The preference for asymmetry was encouraged by Taoist and Zen teachings which intellectualized it as an element of Japanese esthetics. In The Book of Tea Kakuzo Okakura called his country's art the "abode of the unsymmetrical." Contrasting Western and Asian approaches to design, he pointed out how the Taoist-Zen conception of perfection differed from that of the West. The dynamic nature of Taoist and Zen philosophies "laid more stress upon the process through which perfection was sought than upon perfection itself. True beauty could be discovered only by one who mentally completed the incomplete. The virility of life and art lay in its possibilities for growth. In the tea-room (as in the garden) it is left for each guest in imagination to complete the total effect in relation to himself. Since Zen has become the prevailing mode of thought, the art of the Far East has purposely avoided bilateral symmetry as expressing not only completion but repetition. Uniformity of design was considered as fatal to the freshness of imagination. Thus, landscapes, birds and flowers became the favorite subjects for depiction rather than the human figure, the latter being present in the person of the beholder himself."
In another passage Okakura advised the artist to leave something unsaid so that the beholder be given the chance "to complete the idea. Thus a great masterpiece irresistibly rivets your attention until you seem to become actually a part of it. A vacuum; is. there for you to enter and fill up to the full measure of your esthetic emotion."....
This humanized naturalism of which we are speaking has a further human element in that, though a Japanese garden is basically naturalistic, it by no means is restricted to the use of nothing but natural forms. But, when geometrical, man-made shapes are used, they serve as a foil to frame and set off the elements of purely naturalistic form. For example, the straight line of a clipped hedge or a path of geometrically shaped steppingstones commonly serves as a contrasting non-naturalistic element. Or, geometrical shapes play an important role as symbols of natural forms. Thus, a bank of rounded, sheared azalea bushes in several sizes and heights, seemingly piled one upon the other in depth, may symbolize mountains. In such a case they are active, humanized substitutes for rock and stone, which, although inert, are also felt to have a life of their own (see Plate 5).
Line & Mass vs. Color. Besides the faithful adherence of the Japanese garden artist to principles of asymmetry, he depends also upon elements of line and mass rather than color to create his landscape design. The unity of the basic structure of the garden is formed by the arrangement of massed evergreen trees and shrubs combined with rocks and artifacts. The prevailing hues are in greens, browns, beiges, and greys, of varying tones. No matter what the season, the main lines and forms remain almost unchanged. The resort to line and mass in garden composition is again, as in the case of asymmetry, only the reproduction in humanized form of what the garden artist has observed in real nature. It is a rare and fleeting phenomenon when color figures importantly in the natural landscape of mountains, forests, seacoasts, streams, and fields. Thus, the garden-maker in Japan remains true to nature in adhering to line and mass for the principal structure of his garden, keeping color in a minor role. (See Plate 6.)

◆ **Data lines**:
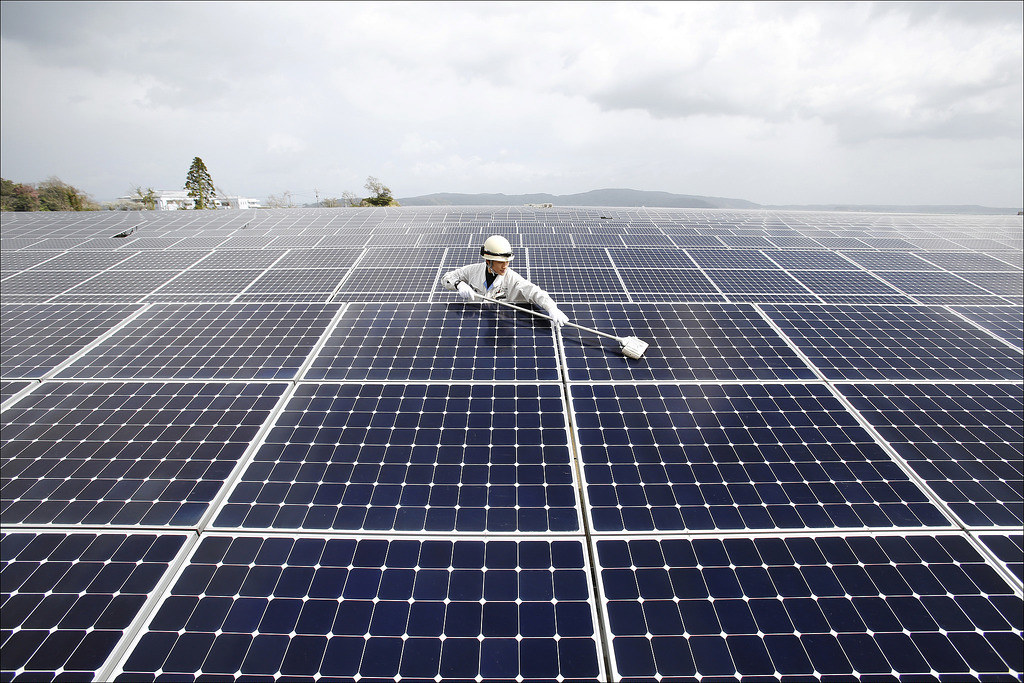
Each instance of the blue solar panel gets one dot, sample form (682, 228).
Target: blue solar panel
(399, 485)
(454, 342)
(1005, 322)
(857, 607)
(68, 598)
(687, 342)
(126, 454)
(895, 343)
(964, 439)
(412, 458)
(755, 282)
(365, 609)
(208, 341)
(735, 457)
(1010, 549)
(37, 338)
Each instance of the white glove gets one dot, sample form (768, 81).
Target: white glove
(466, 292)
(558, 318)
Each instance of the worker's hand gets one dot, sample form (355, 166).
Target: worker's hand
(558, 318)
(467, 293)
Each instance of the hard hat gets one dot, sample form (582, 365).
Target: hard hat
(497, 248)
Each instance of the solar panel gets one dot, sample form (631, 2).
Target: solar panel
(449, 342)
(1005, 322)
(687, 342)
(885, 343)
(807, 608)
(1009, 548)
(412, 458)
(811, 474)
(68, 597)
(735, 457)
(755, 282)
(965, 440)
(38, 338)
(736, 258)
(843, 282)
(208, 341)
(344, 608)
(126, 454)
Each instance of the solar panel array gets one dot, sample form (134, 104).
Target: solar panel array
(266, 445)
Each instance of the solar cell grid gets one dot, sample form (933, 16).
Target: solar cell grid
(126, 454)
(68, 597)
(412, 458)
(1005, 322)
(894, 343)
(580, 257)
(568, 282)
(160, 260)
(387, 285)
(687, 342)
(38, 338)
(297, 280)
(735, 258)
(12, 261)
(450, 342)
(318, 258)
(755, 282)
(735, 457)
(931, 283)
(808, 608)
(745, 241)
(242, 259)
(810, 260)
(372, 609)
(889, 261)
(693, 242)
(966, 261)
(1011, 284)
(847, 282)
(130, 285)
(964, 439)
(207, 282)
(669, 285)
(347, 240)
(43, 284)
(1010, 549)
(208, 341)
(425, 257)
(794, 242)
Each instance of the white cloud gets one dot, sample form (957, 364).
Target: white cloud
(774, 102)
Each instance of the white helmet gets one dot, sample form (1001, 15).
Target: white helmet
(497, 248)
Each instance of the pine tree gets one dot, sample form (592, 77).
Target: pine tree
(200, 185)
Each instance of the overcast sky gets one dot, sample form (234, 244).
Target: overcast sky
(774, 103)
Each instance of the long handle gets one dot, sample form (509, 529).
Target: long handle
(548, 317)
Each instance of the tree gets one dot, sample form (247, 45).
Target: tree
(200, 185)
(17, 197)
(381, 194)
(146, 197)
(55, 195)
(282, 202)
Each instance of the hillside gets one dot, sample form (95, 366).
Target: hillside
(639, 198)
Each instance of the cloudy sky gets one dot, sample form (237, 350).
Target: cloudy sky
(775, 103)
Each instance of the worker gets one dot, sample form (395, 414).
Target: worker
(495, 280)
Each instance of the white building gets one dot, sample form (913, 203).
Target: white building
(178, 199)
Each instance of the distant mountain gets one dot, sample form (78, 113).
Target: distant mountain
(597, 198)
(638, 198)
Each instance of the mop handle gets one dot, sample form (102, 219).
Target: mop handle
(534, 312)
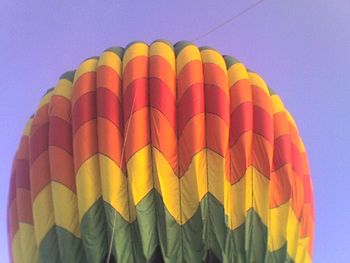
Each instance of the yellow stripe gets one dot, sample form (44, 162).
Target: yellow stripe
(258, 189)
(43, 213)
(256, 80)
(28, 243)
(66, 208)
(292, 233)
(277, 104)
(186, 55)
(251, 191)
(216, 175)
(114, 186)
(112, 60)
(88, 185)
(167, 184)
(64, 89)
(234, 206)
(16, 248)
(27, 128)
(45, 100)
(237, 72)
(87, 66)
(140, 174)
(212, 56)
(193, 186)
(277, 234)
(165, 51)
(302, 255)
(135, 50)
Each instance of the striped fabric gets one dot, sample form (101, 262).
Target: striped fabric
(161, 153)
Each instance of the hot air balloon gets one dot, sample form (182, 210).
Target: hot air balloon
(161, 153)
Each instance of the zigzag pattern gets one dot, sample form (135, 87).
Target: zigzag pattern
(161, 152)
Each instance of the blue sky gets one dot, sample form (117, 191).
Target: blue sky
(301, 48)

◆ **Stated task**: Decide whether each statement agrees with the passage on Japanese gardens, answering yes or no and quoting the passage's deciding words: (a) Okakura described his country's art as the home of the unsymmetrical; (b) the Japanese garden artist relies mainly on color to create the landscape design; (c) sheared azalea bushes can stand for mountains. The rows have no connection to the passage on Japanese gardens.

◆ **Task response**:
(a) Yes: "In The Book of Tea Kakuzo Okakura called his country's art the "abode of the unsymmetrical.""
(b) No: "he depends also upon elements of line and mass rather than color to create his landscape design."
(c) Yes: "a bank of rounded, sheared azalea bushes in several sizes and heights, seemingly piled one upon the other in depth, may symbolize mountains."